# Ewen Maddock Fish Stockers Challenge 2014



## Bracey (Jun 19, 2010)

EWEN MADDOCK FISH MANAGEMENT INC.

G'day one & all&#8230;..

It's on again, only bigger and better with a massive prize pool to be won thanks to the many generous sponsors in a huge two day event at the Ewen Maddock Dam Camp & Recreation Centre for the 2014 Ewen Maddock Fish Stockers Challenge which will be held on the 15th & 16th of March 2014. This event, by popular demand is a catch and release competition for all keen kayaking anglers who wish to participate in a social environment with like-minded anglers.

An entry fee of $65 will allow you to compete in this commended event with a BBQ/Spit meal provided for all competitors while socialising with fellow competitors and being entertained by a DJ during the evening on Saturday night, all whilst around a huge communal camp fire.

Ewen Maddock Fish Management Inc. encourages all competitors to organise their own accommodation for that Saturday night and or the Friday night prior to the event if they so wish to, via the Ewen Maddock Dam Camp & Recreation Centre's website http://www.ewenmaddockdamcamp.com.au/ where camping, cabin and dormitory style accommodation is available. Information on their website will provide you with contact details and accommodation rates.

Due to the events popularity, an increase of competitors has been re-evaluated to allow 65 kayaking anglers to compete in the event, kicking off with a pre-fish on Saturday morning. The first session will start at 11:00am after a briefing of the event and finishes at 5:30pm. Following a social evening on Saturday night, the Sunday morning session, after another short briefing will start at 6:00am and will finish at 12 noon where a tally of the competitors results will be accumulated from both sessions which will determine the overall winners in each four categories of the event, between catches of Australian Bass, Golden Perch, Saratoga and Silver Perch. There will be collective random prize draws throughout the competition and as usual, a major prize draw for all entrants with the prize being a brand new fishing kayak to be won at the conclusion of the event.

:::::

• Direction A: According to the fishing challenge announcement, why has the field been raised to 65 kayaking anglers? Answer in one to three sentences.

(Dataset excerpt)
:::::

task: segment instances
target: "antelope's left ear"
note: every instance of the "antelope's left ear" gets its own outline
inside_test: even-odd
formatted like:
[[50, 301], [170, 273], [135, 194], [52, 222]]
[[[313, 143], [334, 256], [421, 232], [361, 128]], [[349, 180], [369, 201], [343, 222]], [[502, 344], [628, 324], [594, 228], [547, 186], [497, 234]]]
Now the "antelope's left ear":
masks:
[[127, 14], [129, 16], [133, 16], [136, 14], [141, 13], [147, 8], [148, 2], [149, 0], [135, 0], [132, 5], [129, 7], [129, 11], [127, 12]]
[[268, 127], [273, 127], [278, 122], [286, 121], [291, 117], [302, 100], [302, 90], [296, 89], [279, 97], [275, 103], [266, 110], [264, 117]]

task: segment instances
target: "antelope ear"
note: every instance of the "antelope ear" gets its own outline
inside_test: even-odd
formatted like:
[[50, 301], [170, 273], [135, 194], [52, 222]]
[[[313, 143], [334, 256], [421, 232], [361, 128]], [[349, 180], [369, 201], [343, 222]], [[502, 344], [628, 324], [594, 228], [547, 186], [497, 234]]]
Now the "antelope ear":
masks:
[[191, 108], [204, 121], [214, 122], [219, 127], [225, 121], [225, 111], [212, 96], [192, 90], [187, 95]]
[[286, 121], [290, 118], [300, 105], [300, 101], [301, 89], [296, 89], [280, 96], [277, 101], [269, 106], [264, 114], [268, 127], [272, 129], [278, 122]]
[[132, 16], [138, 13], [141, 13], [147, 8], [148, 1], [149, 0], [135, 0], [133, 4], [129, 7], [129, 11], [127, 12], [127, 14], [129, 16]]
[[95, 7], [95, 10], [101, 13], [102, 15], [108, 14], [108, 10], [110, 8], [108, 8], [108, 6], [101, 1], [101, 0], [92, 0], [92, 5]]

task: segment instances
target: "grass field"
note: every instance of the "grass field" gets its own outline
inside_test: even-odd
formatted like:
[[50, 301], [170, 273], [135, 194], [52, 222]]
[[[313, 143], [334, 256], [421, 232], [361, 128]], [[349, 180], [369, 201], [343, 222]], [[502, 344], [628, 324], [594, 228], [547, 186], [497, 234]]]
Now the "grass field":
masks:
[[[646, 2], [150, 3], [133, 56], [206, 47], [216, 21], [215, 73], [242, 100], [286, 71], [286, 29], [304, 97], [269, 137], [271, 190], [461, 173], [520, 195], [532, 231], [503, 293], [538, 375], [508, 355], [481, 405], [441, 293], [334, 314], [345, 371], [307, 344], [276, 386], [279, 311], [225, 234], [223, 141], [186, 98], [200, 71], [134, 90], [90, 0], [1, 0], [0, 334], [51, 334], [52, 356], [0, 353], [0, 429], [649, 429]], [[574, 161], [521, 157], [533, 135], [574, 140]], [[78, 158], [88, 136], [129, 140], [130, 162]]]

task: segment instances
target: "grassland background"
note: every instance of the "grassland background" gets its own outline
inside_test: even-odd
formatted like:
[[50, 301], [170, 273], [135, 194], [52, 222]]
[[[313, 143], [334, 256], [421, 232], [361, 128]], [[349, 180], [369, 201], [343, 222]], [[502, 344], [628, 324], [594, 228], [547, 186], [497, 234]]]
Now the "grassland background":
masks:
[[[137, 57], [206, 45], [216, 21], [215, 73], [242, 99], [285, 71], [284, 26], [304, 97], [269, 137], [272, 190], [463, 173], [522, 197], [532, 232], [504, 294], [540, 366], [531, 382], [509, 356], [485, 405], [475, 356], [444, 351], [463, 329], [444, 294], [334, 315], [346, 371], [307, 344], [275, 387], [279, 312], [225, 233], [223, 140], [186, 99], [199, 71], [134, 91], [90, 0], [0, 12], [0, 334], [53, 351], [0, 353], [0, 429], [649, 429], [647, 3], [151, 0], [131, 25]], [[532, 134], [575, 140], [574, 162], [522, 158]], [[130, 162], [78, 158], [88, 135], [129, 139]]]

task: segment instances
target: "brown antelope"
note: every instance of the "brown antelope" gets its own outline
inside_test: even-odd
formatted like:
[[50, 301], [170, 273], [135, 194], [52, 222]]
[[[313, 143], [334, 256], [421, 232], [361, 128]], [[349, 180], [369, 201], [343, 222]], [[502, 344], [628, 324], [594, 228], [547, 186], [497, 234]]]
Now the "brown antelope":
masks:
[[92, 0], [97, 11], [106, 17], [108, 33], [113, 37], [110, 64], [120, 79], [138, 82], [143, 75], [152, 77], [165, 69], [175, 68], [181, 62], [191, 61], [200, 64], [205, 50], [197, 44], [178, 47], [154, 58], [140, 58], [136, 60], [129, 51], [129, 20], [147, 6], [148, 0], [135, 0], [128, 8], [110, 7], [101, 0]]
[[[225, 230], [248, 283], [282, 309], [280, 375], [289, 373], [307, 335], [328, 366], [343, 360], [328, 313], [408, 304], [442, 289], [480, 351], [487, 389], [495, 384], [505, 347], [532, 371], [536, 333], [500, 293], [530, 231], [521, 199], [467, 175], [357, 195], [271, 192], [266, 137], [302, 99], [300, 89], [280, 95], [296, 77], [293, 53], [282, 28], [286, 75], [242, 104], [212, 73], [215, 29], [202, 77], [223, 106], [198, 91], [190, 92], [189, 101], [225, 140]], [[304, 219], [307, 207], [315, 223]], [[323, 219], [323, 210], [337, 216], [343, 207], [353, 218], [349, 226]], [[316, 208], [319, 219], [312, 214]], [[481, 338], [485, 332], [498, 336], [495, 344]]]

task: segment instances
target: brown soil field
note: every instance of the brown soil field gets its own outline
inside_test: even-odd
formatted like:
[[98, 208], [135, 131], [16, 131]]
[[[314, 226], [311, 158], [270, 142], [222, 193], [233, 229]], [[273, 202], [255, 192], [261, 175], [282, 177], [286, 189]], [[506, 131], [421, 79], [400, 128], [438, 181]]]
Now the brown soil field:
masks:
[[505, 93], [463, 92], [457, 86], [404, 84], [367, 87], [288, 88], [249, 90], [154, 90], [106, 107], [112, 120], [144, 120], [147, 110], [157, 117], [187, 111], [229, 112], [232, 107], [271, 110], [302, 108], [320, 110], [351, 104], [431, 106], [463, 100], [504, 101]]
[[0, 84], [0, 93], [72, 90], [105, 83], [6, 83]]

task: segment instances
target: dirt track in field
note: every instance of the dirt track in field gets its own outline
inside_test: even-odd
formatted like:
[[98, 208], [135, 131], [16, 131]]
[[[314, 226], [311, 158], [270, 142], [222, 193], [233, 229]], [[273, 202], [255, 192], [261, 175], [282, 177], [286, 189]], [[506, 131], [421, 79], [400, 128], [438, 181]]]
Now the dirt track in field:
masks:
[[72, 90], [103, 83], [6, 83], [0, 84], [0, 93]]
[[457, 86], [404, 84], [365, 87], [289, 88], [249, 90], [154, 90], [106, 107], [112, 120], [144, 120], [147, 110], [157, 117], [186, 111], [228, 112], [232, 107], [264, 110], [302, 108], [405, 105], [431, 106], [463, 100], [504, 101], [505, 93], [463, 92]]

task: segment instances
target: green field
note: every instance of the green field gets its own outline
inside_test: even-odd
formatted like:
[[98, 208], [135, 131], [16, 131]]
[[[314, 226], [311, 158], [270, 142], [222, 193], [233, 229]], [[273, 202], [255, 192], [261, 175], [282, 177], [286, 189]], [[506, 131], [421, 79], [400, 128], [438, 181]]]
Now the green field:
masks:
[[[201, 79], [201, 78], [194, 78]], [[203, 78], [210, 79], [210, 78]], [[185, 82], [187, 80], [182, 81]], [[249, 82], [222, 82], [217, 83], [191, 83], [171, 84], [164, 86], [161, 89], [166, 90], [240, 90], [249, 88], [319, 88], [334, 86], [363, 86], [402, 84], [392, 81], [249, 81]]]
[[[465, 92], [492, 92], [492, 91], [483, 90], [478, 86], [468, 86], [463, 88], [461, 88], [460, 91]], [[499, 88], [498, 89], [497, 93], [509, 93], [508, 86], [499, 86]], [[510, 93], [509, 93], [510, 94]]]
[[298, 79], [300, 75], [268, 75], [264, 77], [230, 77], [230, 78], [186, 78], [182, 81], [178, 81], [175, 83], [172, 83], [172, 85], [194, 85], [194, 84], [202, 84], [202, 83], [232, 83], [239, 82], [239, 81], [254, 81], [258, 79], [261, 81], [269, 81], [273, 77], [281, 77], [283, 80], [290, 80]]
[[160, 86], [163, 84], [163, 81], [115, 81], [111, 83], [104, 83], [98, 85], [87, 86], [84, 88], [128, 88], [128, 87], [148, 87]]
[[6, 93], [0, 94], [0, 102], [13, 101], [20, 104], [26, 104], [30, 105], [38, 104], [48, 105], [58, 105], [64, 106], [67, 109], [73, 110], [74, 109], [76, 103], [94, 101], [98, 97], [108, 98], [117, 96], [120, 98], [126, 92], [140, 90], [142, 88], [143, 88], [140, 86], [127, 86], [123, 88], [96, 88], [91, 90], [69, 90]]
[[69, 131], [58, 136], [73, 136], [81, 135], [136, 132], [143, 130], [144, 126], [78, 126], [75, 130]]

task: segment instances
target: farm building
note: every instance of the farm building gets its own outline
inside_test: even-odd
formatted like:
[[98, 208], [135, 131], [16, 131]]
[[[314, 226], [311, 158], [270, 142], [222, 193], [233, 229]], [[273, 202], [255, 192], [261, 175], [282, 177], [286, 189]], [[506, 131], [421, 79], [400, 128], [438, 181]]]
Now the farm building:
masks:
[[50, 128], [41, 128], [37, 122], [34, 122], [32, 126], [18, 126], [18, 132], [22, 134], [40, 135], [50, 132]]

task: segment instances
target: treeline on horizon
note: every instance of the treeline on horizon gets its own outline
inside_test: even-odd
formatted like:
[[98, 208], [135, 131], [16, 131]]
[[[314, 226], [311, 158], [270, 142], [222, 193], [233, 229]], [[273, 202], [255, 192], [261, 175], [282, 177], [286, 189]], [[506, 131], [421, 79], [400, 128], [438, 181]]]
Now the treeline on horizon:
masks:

:::::

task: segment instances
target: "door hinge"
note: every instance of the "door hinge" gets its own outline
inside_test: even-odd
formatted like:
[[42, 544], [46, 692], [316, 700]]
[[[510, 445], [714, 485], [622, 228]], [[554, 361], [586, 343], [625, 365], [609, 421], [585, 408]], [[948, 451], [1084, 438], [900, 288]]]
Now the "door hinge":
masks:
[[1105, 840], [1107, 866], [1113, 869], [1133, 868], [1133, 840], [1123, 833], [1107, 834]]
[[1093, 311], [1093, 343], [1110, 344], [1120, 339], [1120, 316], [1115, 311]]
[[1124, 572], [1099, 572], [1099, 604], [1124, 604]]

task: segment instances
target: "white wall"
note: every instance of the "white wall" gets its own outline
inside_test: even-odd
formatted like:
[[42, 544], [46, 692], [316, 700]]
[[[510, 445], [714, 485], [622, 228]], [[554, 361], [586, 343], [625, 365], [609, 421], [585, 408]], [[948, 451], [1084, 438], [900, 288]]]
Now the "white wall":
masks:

:::::

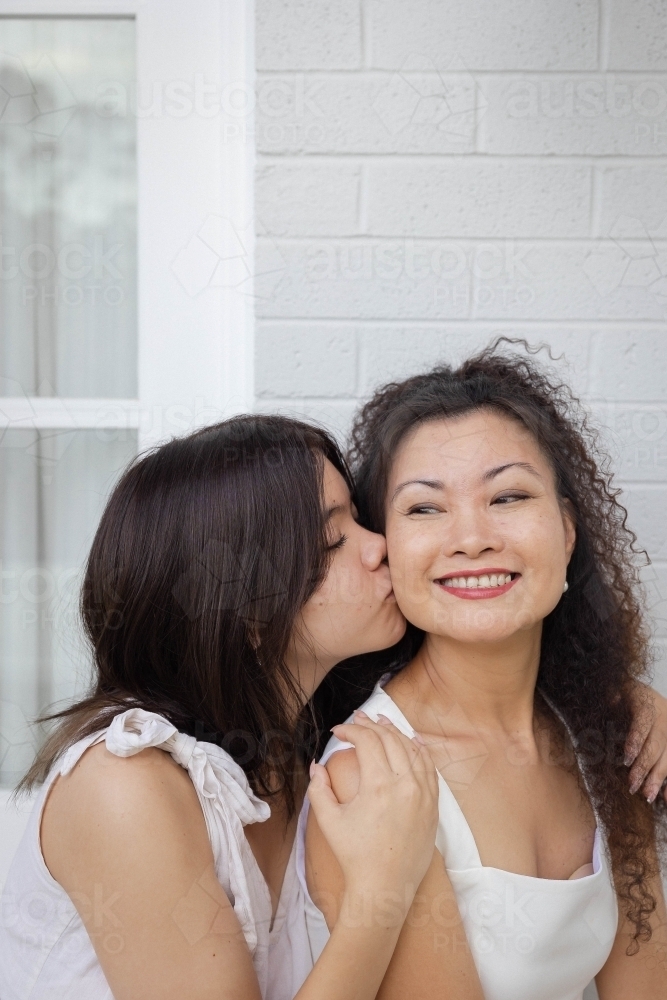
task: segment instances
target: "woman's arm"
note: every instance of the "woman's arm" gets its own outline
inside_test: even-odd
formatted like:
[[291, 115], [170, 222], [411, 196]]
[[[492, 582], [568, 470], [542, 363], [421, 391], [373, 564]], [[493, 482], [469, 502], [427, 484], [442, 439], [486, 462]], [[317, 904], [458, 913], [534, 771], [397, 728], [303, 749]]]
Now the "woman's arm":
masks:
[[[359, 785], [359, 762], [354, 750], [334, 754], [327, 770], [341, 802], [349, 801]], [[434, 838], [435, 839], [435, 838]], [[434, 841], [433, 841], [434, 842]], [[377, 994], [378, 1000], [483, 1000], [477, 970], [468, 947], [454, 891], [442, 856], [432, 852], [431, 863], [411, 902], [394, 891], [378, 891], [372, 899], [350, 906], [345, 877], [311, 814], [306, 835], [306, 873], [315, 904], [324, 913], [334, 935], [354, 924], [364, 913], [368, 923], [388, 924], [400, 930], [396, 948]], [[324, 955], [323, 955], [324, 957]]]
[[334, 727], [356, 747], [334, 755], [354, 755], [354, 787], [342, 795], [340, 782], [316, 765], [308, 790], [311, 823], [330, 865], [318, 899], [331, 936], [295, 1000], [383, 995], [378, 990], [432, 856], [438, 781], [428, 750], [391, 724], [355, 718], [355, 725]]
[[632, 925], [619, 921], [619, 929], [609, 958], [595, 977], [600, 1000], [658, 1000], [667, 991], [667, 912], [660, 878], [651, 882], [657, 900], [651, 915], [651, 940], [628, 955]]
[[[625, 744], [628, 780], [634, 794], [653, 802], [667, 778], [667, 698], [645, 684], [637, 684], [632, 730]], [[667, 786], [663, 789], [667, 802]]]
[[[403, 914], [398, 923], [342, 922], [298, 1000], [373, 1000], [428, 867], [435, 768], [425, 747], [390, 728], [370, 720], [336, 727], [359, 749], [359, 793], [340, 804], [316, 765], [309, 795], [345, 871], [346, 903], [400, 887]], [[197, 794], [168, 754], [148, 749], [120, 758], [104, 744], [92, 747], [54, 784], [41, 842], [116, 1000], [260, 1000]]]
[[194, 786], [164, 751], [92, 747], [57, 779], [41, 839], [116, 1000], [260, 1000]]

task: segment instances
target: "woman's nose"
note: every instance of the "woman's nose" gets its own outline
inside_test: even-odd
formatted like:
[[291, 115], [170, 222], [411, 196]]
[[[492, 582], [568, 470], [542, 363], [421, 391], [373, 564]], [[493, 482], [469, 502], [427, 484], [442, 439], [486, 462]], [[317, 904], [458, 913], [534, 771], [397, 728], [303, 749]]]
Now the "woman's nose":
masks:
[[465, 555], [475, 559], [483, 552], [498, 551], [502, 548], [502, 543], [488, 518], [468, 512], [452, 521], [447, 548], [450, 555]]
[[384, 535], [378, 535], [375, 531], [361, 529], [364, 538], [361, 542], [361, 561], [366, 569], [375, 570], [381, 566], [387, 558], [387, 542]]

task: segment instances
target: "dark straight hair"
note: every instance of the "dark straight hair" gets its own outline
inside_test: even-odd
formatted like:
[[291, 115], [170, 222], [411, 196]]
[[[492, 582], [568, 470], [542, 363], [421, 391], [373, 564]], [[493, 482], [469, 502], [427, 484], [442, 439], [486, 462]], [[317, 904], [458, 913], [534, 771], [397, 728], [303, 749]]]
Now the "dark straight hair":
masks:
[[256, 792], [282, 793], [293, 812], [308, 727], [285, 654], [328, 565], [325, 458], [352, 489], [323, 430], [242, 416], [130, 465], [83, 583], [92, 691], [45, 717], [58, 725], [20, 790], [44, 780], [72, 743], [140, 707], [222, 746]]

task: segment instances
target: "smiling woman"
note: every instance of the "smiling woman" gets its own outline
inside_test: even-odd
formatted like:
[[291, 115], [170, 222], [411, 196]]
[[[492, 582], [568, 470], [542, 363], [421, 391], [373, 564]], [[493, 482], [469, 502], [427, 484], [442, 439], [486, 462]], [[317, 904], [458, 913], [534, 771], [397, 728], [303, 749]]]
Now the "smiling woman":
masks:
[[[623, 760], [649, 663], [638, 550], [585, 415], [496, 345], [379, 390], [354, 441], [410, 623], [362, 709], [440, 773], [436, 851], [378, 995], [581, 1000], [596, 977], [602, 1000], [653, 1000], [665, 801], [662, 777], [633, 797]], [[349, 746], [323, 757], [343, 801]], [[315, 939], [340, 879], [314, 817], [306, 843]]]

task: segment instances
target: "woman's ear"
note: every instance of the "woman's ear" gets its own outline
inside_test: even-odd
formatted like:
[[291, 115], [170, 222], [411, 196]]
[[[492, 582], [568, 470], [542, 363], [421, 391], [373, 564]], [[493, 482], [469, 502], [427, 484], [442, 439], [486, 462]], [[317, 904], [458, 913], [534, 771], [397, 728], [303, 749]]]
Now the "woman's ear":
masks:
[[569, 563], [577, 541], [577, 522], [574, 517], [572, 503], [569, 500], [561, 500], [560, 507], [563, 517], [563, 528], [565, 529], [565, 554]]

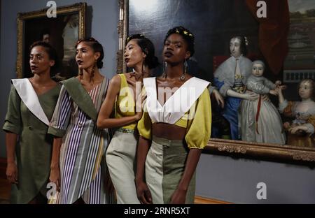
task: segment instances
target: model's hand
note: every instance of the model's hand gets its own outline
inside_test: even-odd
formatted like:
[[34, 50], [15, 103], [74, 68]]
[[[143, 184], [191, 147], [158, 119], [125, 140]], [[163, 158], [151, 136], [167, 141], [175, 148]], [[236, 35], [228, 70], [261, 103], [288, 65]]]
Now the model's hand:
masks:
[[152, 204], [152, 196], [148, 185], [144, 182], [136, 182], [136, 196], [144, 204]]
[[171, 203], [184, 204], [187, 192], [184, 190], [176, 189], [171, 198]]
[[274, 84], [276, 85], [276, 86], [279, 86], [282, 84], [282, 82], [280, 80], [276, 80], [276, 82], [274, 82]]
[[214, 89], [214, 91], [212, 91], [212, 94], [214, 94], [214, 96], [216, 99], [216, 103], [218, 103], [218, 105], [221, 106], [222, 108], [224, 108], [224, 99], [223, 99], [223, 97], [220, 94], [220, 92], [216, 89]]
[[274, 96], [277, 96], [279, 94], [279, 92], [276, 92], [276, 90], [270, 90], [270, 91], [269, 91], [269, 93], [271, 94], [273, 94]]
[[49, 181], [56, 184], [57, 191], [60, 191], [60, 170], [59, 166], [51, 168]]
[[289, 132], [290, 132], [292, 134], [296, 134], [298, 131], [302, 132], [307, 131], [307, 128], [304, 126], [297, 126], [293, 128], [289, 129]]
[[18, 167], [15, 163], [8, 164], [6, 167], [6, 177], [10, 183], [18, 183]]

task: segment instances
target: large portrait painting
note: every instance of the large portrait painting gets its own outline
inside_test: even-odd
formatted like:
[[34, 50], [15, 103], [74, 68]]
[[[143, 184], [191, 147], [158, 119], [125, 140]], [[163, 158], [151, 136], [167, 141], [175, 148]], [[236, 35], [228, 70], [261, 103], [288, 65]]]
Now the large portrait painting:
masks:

:::::

• Direction B: Which lines of the rows contain the word "model"? Pull out each one.

• Correct output A: The field was raised because of the event's popularity. That led organizers to re-evaluate competitor numbers and allow 65 kayaking anglers to compete.

• Correct output B:
target: model's hand
note: every instance of the model's hand gets its own outline
Now the model's hand:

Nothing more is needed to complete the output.